(Bounding box annotation entries)
>>>

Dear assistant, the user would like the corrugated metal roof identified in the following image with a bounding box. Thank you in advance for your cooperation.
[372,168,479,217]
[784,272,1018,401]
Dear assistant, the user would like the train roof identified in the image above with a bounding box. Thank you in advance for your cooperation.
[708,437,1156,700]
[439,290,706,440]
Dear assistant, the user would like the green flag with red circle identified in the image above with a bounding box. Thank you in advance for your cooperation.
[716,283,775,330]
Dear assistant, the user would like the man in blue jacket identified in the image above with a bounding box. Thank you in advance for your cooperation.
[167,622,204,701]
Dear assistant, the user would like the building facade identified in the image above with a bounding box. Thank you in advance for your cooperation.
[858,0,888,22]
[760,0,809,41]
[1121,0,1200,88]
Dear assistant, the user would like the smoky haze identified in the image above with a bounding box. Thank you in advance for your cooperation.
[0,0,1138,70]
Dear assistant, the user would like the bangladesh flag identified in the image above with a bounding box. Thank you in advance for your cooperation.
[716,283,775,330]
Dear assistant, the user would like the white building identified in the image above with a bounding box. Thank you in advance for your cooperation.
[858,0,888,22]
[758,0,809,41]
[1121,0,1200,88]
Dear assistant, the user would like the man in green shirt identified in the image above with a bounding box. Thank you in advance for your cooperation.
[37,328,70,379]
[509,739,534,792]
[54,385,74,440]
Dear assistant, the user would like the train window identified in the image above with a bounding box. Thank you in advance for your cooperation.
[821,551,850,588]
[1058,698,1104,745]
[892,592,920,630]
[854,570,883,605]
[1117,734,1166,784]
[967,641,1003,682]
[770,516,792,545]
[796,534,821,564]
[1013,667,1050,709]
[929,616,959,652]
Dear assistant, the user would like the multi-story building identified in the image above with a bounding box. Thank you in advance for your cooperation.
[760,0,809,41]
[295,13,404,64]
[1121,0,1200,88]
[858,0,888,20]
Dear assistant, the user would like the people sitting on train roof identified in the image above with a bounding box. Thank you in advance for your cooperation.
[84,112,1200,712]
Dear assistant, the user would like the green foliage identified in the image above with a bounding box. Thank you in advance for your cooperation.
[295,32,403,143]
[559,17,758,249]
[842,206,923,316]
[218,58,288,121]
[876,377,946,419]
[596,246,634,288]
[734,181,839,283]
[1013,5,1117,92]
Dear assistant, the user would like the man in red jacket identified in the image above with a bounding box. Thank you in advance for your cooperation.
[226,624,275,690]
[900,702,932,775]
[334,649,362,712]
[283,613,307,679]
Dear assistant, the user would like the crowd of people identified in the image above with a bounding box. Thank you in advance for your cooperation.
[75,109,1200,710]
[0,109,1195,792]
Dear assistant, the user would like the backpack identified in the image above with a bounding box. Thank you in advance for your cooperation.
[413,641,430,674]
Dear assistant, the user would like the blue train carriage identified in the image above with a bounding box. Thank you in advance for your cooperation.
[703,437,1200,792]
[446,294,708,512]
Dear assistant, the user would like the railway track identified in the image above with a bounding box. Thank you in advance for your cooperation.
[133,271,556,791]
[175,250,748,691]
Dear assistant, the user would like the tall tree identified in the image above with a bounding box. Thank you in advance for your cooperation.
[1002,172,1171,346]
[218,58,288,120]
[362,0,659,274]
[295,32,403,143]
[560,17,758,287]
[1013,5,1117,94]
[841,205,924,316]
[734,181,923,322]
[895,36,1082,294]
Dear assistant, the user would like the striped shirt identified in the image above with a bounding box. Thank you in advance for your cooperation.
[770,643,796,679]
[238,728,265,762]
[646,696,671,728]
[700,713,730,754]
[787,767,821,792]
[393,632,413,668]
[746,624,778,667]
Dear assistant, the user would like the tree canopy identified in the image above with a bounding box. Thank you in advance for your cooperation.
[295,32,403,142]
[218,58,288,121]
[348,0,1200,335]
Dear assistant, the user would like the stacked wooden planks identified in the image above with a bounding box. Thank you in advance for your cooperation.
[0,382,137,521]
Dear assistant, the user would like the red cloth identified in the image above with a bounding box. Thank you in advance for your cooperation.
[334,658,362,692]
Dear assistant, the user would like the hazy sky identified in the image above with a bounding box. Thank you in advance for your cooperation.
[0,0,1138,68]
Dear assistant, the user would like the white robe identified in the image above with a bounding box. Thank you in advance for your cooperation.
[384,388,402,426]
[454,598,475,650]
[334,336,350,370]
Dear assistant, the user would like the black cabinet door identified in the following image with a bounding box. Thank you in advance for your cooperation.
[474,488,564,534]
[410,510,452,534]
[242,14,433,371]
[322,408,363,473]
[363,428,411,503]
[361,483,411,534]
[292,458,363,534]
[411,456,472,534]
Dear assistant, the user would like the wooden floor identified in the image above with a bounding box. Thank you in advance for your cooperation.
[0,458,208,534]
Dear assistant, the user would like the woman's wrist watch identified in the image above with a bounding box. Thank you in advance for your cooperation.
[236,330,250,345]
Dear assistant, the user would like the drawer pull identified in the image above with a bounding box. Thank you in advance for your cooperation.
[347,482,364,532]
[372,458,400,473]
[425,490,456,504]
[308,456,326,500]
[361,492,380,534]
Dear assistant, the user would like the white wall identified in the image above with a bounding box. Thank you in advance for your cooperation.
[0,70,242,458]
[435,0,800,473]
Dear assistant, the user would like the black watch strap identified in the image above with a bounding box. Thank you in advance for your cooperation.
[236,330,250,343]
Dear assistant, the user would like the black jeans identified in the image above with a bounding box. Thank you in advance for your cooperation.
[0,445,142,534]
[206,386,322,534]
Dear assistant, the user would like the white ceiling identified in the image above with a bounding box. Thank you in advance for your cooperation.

<<<

Give all the records above as a Markdown table with the columns Row and Record. Put each line in its own numbered row and leave out blank lines.

| Row | Record |
|---|---|
| 1 | Dear assistant, the user would like the corrugated metal roof identified in the following image with a bounding box. Thank you in advance for your cooperation. |
| 2 | [372,168,479,217] |
| 3 | [784,272,1018,401] |
| 4 | Dear assistant, the user would like the train roof identified in the image above with a bounding box. Thank you in advance for your cooperation. |
| 5 | [708,437,1156,700] |
| 6 | [439,290,706,440] |
| 7 | Dear assistant, the user would like the green flag with red circle identified in the image above with a bounding box. Thank you in advance for your cooperation. |
| 8 | [716,283,775,330] |
| 9 | Dear assistant, the user would like the man in blue jacket identified in the image above with a bounding box. Thank you in advance for your cooperation. |
| 10 | [167,622,204,701] |
| 11 | Dear assistant, the user would like the building facade identified in the image above with a bounding box. Thank you in advance for your cooperation. |
| 12 | [858,0,888,22] |
| 13 | [760,0,809,41] |
| 14 | [1121,0,1200,88] |
| 15 | Dear assistant, the user would like the smoky haze identified in the image above with a bounding box. Thank you in advance for your cooperation. |
| 16 | [0,0,1138,70] |
| 17 | Dear assistant, the user would like the bangladesh flag identified in the image above with a bounding box. Thank you in advance for your cooperation. |
| 18 | [716,283,775,330] |
| 19 | Dear assistant, the user would like the white building identified in the image above with a bounding box. Thank you in advance for your cooperation. |
| 20 | [858,0,888,22] |
| 21 | [758,0,809,41] |
| 22 | [1121,0,1200,88] |
| 23 | Dear assistant, the user would like the man in green shirt identified in the image above with a bounding box. Thank you in advance for your cooperation. |
| 24 | [37,328,70,379] |
| 25 | [509,739,534,792] |
| 26 | [54,385,74,440] |
| 27 | Dear assistant, the user would like the train window identified in the image above with a bounding box. Thank you in advance for your cooperation. |
| 28 | [821,551,850,588] |
| 29 | [1058,698,1104,745] |
| 30 | [892,592,920,630] |
| 31 | [854,570,883,605] |
| 32 | [1117,734,1166,784] |
| 33 | [967,641,1003,682] |
| 34 | [770,516,792,545] |
| 35 | [796,534,821,564] |
| 36 | [1013,667,1050,709] |
| 37 | [929,616,959,652] |
| 38 | Dear assistant, the user would like the multi-story building identified in the image above with a bounding box. Thank you in advance for your cooperation. |
| 39 | [760,0,809,41] |
| 40 | [295,13,404,64] |
| 41 | [1121,0,1200,88] |
| 42 | [858,0,888,20] |
| 43 | Dear assistant, the user would like the people sitting on train roof identified in the image above with a bounding box. Thank you in advance for your cooperation. |
| 44 | [84,112,1200,712] |
| 45 | Dear assistant, the user would like the green foliage identified in the image above with a bounding box. Thank you in advance for your cooperation. |
| 46 | [295,32,403,143] |
| 47 | [559,17,758,249] |
| 48 | [842,206,923,316] |
| 49 | [218,58,288,121] |
| 50 | [876,377,946,419] |
| 51 | [596,246,634,288] |
| 52 | [734,181,839,283] |
| 53 | [1013,5,1117,92] |
| 54 | Dear assistant, the user would like the man in red jacket identified in the image above with a bounding box. Thank you in advance for your cooperation. |
| 55 | [226,624,275,690] |
| 56 | [900,702,932,775] |
| 57 | [334,649,362,712] |
| 58 | [283,613,307,679] |
| 59 | Dear assistant, the user would like the crowd of people identified in the image above with a bounding box. Thank you in advance for your cooperation. |
| 60 | [75,109,1200,710] |
| 61 | [0,109,1195,792] |
| 62 | Dear assistant, the user would like the backpack identified in the image above with a bounding box. Thank you in advance for your cooperation. |
| 63 | [413,641,430,674] |
| 64 | Dear assistant, the user would like the blue train carriage identified in the image above with a bounding box. Thank you in advance for your cooperation. |
| 65 | [703,437,1200,792] |
| 66 | [446,294,708,512] |
| 67 | Dear assistant, the user would like the railway track identified in the image above with a bounding box. Thank you in advance for your cooperation. |
| 68 | [133,271,556,791] |
| 69 | [175,250,748,691] |
| 70 | Dear assistant, the user would like the tall tree identified in the image above with a bounding box. Thank you in advance for your cooperation. |
| 71 | [1002,172,1171,346] |
| 72 | [218,58,288,120] |
| 73 | [362,0,659,274] |
| 74 | [295,32,403,143] |
| 75 | [560,17,758,287] |
| 76 | [1013,5,1117,94] |
| 77 | [841,205,924,316] |
| 78 | [734,181,923,322] |
| 79 | [895,36,1082,294] |
| 80 | Dear assistant, the user would like the striped shirt identified in the image above with a bounding box. Thank you in advance for your cooperation. |
| 81 | [770,643,796,679] |
| 82 | [238,728,265,762] |
| 83 | [646,696,671,728] |
| 84 | [700,713,730,754] |
| 85 | [787,767,821,792] |
| 86 | [393,632,413,668] |
| 87 | [746,624,778,667] |
| 88 | Dear assistant, the user would like the tree canopy identified in the image above with a bounding box. Thank you in advance for your cooperation. |
| 89 | [295,32,403,142] |
| 90 | [218,58,288,121] |
| 91 | [348,0,1200,335] |
| 92 | Dear assistant, the user would like the stacked wooden planks identified in the image above with a bounding box. Thank you in advance for your cooperation. |
| 93 | [0,382,137,521] |
| 94 | Dear assistant, the user would like the red cloth identified in the image above with a bounding box. Thank you in advance for your cooperation. |
| 95 | [334,658,362,692] |
| 96 | Dear assistant, the user would like the hazy sky identified in the image above with a bounding box. Thank you in advance for your cooperation. |
| 97 | [0,0,1138,68] |
| 98 | Dear assistant, the user would like the white robe identified in the image above with a bounding box. Thank you in advance for your cooperation. |
| 99 | [384,388,402,426] |
| 100 | [454,598,475,650] |
| 101 | [334,336,350,370] |
| 102 | Dear assistant, the user would like the black cabinet door identified in the following image with a bounding box. Thank you in advance for your cooperation. |
| 103 | [474,488,564,534] |
| 104 | [410,510,452,534] |
| 105 | [242,14,433,371] |
| 106 | [322,408,363,473] |
| 107 | [363,428,411,503] |
| 108 | [361,483,411,534] |
| 109 | [292,458,363,534] |
| 110 | [411,456,472,534] |
| 111 | Dear assistant, the user would like the wooden floor identified in the image above with a bounding box. Thank you in advance for your cooperation. |
| 112 | [0,458,208,534] |
| 113 | Dear assistant, the user would like the woman's wrist watch identified in the image above with a bounding box. Thank you in advance for your cooperation. |
| 114 | [236,330,250,345] |
| 115 | Dear assistant, the user would like the drawer pull identified in the image above with a bounding box. Thank you in advance for your cooperation. |
| 116 | [347,482,364,532] |
| 117 | [372,458,400,473] |
| 118 | [425,490,456,504] |
| 119 | [308,456,326,500] |
| 120 | [361,492,380,534] |
| 121 | Dear assistant, the user would like the white wall identified in the image above with a bounding box. Thank you in advance for your cooperation. |
| 122 | [0,70,242,458] |
| 123 | [435,0,800,473] |
| 124 | Dear assistant, the user would like the black watch strap identified in the image above with a bounding box. Thank you in advance for your cooperation. |
| 125 | [236,330,250,343] |
| 126 | Dear assistant, the user would like the black jeans identified in the image above with a bounding box. Thank you in advance for your cooperation. |
| 127 | [0,445,142,534] |
| 128 | [206,386,322,534] |
| 129 | Dear assistant, the user would like the white ceiling identified in the image above with a bounding box. Thank you in advance for your cooperation. |